# DIRECTIONS FOR THIS TASK:
Please reproduce the data exactly, though every picture must stay out.

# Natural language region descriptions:
════════════════
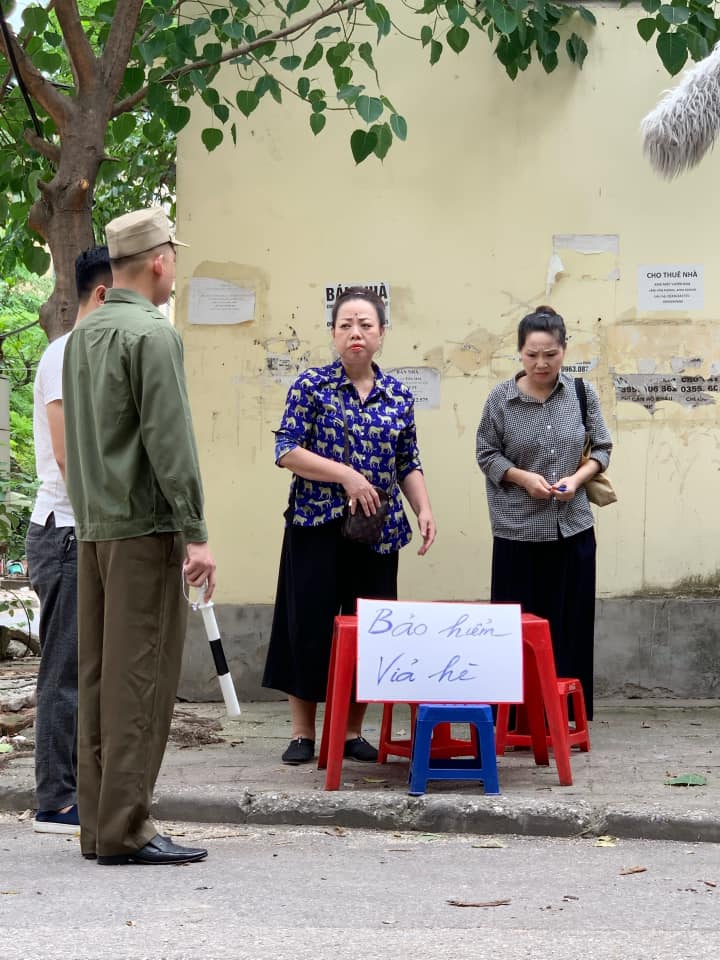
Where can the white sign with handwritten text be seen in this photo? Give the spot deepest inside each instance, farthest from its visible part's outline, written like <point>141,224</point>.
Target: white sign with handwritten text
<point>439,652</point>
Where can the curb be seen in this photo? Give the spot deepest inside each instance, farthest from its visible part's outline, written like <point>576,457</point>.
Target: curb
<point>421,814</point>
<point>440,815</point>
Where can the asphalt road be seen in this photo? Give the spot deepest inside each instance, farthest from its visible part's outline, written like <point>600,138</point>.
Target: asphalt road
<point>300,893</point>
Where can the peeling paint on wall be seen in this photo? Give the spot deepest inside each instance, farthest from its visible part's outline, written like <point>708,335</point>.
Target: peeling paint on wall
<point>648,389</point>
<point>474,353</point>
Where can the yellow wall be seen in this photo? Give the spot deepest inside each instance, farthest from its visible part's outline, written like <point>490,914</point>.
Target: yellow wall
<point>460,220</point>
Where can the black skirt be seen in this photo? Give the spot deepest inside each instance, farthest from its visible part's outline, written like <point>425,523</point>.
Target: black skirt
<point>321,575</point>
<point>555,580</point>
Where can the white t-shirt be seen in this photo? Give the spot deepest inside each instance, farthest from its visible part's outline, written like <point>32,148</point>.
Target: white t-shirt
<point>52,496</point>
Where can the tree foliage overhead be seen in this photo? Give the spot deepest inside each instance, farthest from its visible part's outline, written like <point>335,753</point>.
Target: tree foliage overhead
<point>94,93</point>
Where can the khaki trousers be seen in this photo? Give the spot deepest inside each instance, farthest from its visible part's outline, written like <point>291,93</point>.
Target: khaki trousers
════════════════
# RESPONSE BELOW:
Where can the white sign with handwritten text be seen in this photo? Give the spot deepest inside each instance, farthest from its visible part's outline, written like <point>141,224</point>.
Target: white sign with handwritten text
<point>439,652</point>
Where can the curb be seen in this photo? Give the spot deepest inside each instance, farthest from its visible part's outline, written like <point>576,457</point>.
Target: curb
<point>421,814</point>
<point>440,815</point>
Where can the asphalt road be seen in this photo? Give the spot deepest inside each instance, farthest from its visible part's outline, written like <point>600,138</point>.
Target: asphalt road
<point>300,893</point>
Where can the peeling paint on wall be seen in this photo? Give the spot deepest inside each instance, farthest from its visible part's outline, written like <point>708,335</point>.
Target: peeling paint on wall
<point>648,389</point>
<point>474,353</point>
Where can the yellow wall be seen in this photo? Give the spot deepest inside each instance, farthest from its visible part's outline, written like <point>490,914</point>.
Target: yellow wall
<point>460,220</point>
Where can the black skirt be seen in this photo? Give the spot deepest inside each instance, farthest from its visible part's outline, written like <point>425,523</point>.
Target: black skirt
<point>321,575</point>
<point>555,580</point>
Where can the white t-shirt be seen in this photo? Give the spot deepest inside each instance, farthest from its visible part's outline, written like <point>32,148</point>.
Target: white t-shirt
<point>52,496</point>
Where can the tree foliage overhead be seen in this photo? Give the spot deepest inside each instance, farthest from its visible part's outline, written like <point>335,753</point>.
Target: tree foliage overhead
<point>94,93</point>
Where can the khaki trousers be seen in this photo? Give the spot deepest inside each instance, farthest from its visible part's outline, written like <point>291,93</point>.
Target: khaki trousers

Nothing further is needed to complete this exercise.